* [Given data]
● ● ● ● ● ● ●

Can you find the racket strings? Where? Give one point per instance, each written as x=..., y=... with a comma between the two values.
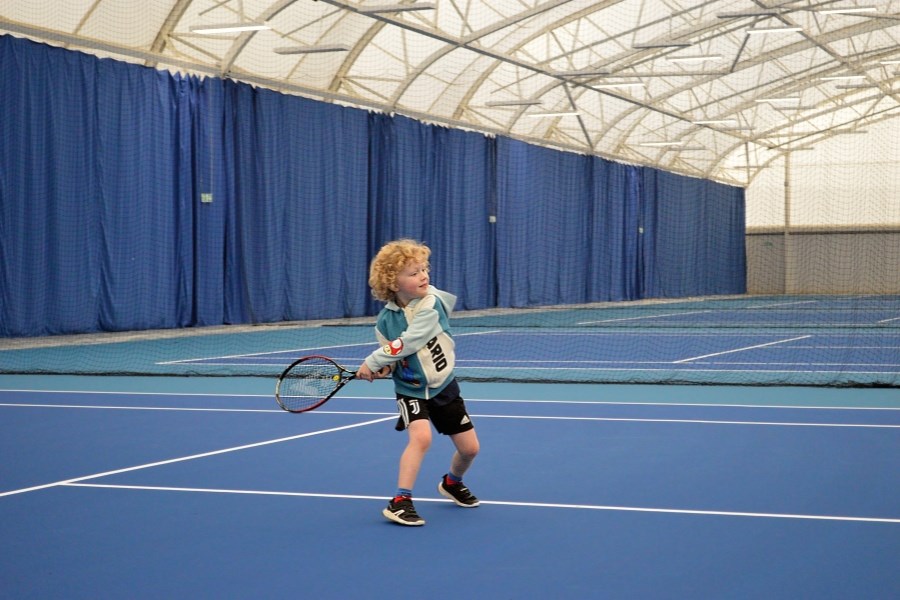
x=308, y=384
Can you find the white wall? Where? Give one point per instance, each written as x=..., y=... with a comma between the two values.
x=844, y=218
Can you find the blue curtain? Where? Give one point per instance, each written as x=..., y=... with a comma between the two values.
x=693, y=237
x=296, y=242
x=434, y=184
x=96, y=173
x=614, y=242
x=543, y=221
x=137, y=199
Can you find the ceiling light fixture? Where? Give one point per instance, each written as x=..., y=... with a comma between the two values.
x=496, y=103
x=397, y=8
x=661, y=44
x=570, y=113
x=584, y=73
x=846, y=11
x=695, y=59
x=620, y=85
x=762, y=30
x=660, y=144
x=774, y=100
x=311, y=49
x=748, y=13
x=229, y=28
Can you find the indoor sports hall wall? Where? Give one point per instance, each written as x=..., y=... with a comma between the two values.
x=136, y=199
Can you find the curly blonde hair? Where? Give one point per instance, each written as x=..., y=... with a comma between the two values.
x=390, y=260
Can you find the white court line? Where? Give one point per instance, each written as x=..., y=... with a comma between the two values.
x=192, y=457
x=481, y=416
x=802, y=337
x=389, y=399
x=717, y=513
x=693, y=312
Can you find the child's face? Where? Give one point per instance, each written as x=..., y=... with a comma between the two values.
x=412, y=282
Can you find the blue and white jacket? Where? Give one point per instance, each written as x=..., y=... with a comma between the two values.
x=415, y=340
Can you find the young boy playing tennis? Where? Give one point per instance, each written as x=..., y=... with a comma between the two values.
x=418, y=350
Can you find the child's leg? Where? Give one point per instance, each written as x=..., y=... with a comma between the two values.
x=411, y=459
x=467, y=447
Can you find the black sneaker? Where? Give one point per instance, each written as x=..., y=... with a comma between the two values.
x=457, y=492
x=400, y=510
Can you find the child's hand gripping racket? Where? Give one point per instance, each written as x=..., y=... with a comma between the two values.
x=310, y=382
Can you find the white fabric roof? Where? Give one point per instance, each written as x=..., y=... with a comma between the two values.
x=453, y=61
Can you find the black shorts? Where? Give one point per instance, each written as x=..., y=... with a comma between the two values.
x=447, y=411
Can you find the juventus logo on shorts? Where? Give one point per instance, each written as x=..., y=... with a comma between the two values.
x=405, y=409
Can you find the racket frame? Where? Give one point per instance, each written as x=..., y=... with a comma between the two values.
x=345, y=374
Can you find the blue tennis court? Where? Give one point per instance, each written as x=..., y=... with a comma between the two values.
x=174, y=487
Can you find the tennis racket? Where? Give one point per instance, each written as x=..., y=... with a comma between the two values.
x=310, y=382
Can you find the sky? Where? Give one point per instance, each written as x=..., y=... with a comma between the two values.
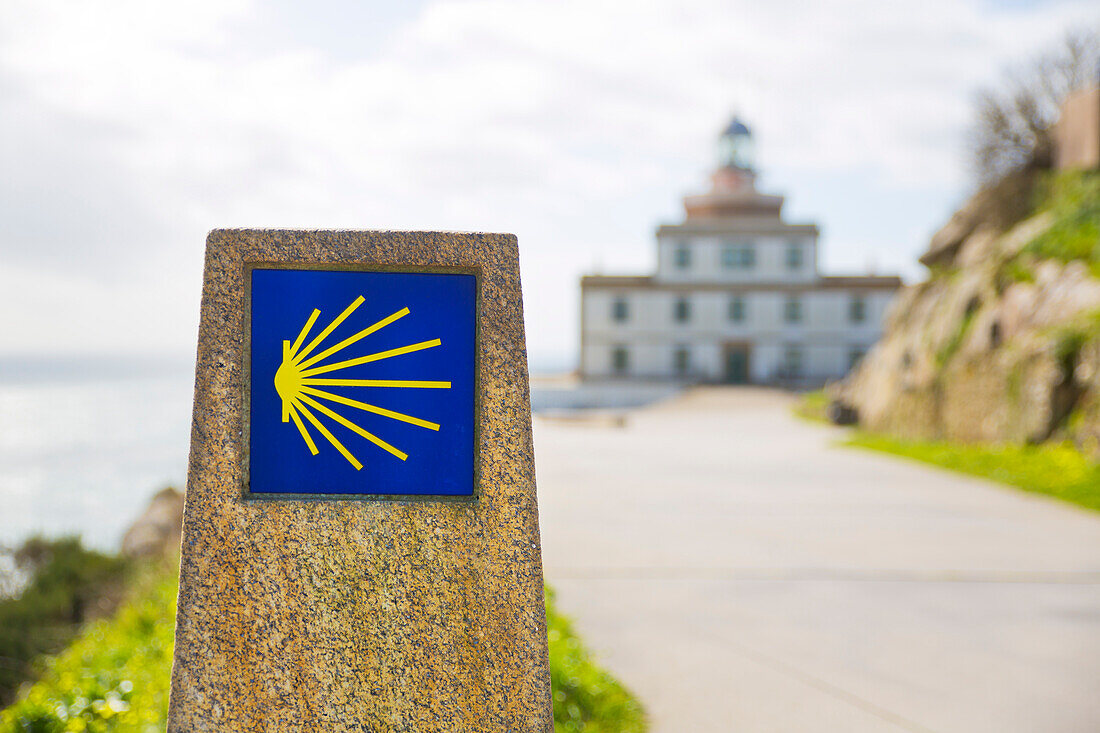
x=129, y=129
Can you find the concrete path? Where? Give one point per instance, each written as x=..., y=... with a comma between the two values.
x=740, y=572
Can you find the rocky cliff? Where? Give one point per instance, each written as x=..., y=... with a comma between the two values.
x=1002, y=341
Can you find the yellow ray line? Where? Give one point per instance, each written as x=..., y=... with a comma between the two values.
x=286, y=405
x=372, y=357
x=371, y=408
x=328, y=329
x=397, y=383
x=351, y=426
x=301, y=429
x=304, y=331
x=331, y=438
x=351, y=339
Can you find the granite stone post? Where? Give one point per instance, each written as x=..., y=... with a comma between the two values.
x=351, y=613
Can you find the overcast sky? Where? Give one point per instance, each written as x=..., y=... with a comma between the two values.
x=128, y=129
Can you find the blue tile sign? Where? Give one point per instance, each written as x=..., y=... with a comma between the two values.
x=362, y=383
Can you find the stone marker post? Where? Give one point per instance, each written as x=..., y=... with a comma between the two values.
x=361, y=544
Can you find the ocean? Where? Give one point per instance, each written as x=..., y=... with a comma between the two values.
x=83, y=448
x=85, y=445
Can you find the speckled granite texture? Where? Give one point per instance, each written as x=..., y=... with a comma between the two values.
x=353, y=615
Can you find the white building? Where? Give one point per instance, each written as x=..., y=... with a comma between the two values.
x=737, y=296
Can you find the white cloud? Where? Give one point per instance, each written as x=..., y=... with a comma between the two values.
x=131, y=128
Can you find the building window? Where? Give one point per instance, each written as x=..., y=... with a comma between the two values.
x=620, y=360
x=681, y=360
x=620, y=310
x=792, y=361
x=793, y=255
x=792, y=310
x=857, y=309
x=737, y=309
x=738, y=256
x=855, y=356
x=681, y=256
x=681, y=310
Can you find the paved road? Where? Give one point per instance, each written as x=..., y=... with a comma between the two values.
x=740, y=572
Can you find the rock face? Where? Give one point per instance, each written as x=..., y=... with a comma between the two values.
x=987, y=349
x=157, y=531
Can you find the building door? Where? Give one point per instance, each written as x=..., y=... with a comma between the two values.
x=737, y=363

● ● ● ● ● ● ●

Copy the lines above word for word, and leave out the pictures.

* [Written answer]
Can you find the racket strings? Where? Give one point per instance, each written as x=..., y=... with a comma between the two values.
x=308, y=384
Can you find the white wall? Where? Give one point per instance, each written as x=..., y=... with a comma between the two values.
x=844, y=218
Can you find the blue curtain? Where? Give one point per instance, each written as x=..., y=... with a comma between the two values.
x=693, y=237
x=296, y=242
x=434, y=184
x=96, y=173
x=614, y=242
x=543, y=221
x=137, y=199
Can you find the ceiling light fixture? Where? Give one point per instance, each written as x=..., y=... with a comma between the two values.
x=496, y=103
x=397, y=8
x=661, y=44
x=570, y=113
x=584, y=73
x=846, y=11
x=695, y=59
x=620, y=85
x=762, y=30
x=660, y=144
x=774, y=100
x=311, y=49
x=748, y=13
x=229, y=28
Can you find the indoor sports hall wall? Where? Give one point per instance, each written as x=..., y=... with a comma between the two values.
x=136, y=199
Can you find the curly blonde hair? Where? Give one point per instance, each written as x=..., y=... with a comma between the two values.
x=390, y=260
Can you find the white court line? Where? Give one point per instance, each written as x=..., y=... with a comma between the two values.
x=192, y=457
x=481, y=416
x=802, y=337
x=389, y=399
x=717, y=513
x=693, y=312
Can you find the child's face? Where? Give one point per instance, each written as x=..., y=... with a comma between the two values.
x=412, y=282
Can you find the blue and white jacket? Where? Give one point per instance, each written as x=..., y=... with a comma between the two values.
x=415, y=340
Can you find the young boy playing tennis? Where? Give one point per instance, each written as x=..., y=... with a comma between the two values.
x=418, y=350
Can you find the child's leg? Where? Give one point per instance, each written as x=..., y=... with a comma between the two values.
x=411, y=459
x=467, y=447
Can you find the black sneaker? Where? Give one point per instance, each written as x=..., y=... with a comma between the two values.
x=457, y=492
x=400, y=510
Can you find the child's hand gripping racket? Where? Give one point per instance, each written as x=..., y=... with a comma between the two values.
x=310, y=382
Can you find the white fabric roof? Where? Give one point per instance, each written as x=..., y=... with a comma between the two values.
x=453, y=61
Can you find the black shorts? Where? Give one point per instance, each written as x=..., y=... with a comma between the two values.
x=447, y=411
Can you find the juventus logo on shorts? Where? Give one point per instance, each written as x=..., y=... with a comma between the two values.
x=405, y=409
Can you find the racket frame? Where? Give one point per instance, each written as x=..., y=... with a comma between the two values.
x=345, y=374
Can you find the blue tennis court? Where? Give one point per instance, each written as x=..., y=... with a comma between the two values.
x=174, y=487
Can you find the tennis racket? Where? Give one point per instance, each written as x=..., y=... with a comma between the two values.
x=310, y=382
Can you find the sky? Where? Give one point per instance, each written as x=..., y=... with a comma between the two values.
x=129, y=129
Can you find the concrete path? Where? Give one point per instance, each written as x=..., y=... with a comma between the two values.
x=740, y=572
Can you find the rocky cliff? Where? Give one point per instance, each written as x=..., y=... with a comma between the two values.
x=1002, y=341
Can you find the yellow ray line? Where? Give one point per instance, each written as x=..., y=... with a comma between the two values.
x=286, y=405
x=372, y=357
x=371, y=408
x=328, y=329
x=397, y=383
x=351, y=426
x=301, y=429
x=304, y=331
x=331, y=438
x=351, y=339
Can you find the granite stone post? Where? Give one point per instance, each written as x=..., y=... with a comma between the two values.
x=351, y=613
Can you find the overcast sky? Where? Give one point per instance, each written as x=..., y=... with a comma between the two values.
x=128, y=129
Can you find the blue tile sign? Where? Give one point per instance, each written as x=..., y=... with a comma between the two values.
x=362, y=383
Can you find the stone marker post? Where? Give one point per instance, each written as x=..., y=... with a comma between the two values.
x=361, y=544
Can you find the ocean? Where? Give one point per instance, each written as x=..., y=... with a comma between the two values.
x=83, y=448
x=85, y=445
Can you find the speckled granite texture? Where? Give one point per instance, each written as x=..., y=... with a comma between the two values.
x=353, y=615
Can you find the white building? Where? Give one point per instance, each written as x=..., y=... with a comma between the two values.
x=737, y=296
Can you find the white cloud? Where? Give one point per instance, each written as x=..., y=... with a comma between the two values.
x=131, y=128
Can you find the building window? Where? Give one point per instance, each written as x=..., y=... with a comma between the two values.
x=620, y=360
x=681, y=360
x=620, y=310
x=792, y=361
x=793, y=255
x=792, y=310
x=857, y=309
x=737, y=309
x=738, y=256
x=855, y=356
x=681, y=256
x=681, y=310
Can you find the paved road? Where? Give one point per instance, each written as x=..., y=... with a comma between the two values.
x=740, y=572
Can you find the rock face? Where? Give one point per instance, each written as x=..., y=... with a comma between the two values.
x=987, y=349
x=157, y=531
Can you find the building door? Where? Give one point per instance, each written as x=..., y=... with a comma between the two values.
x=737, y=363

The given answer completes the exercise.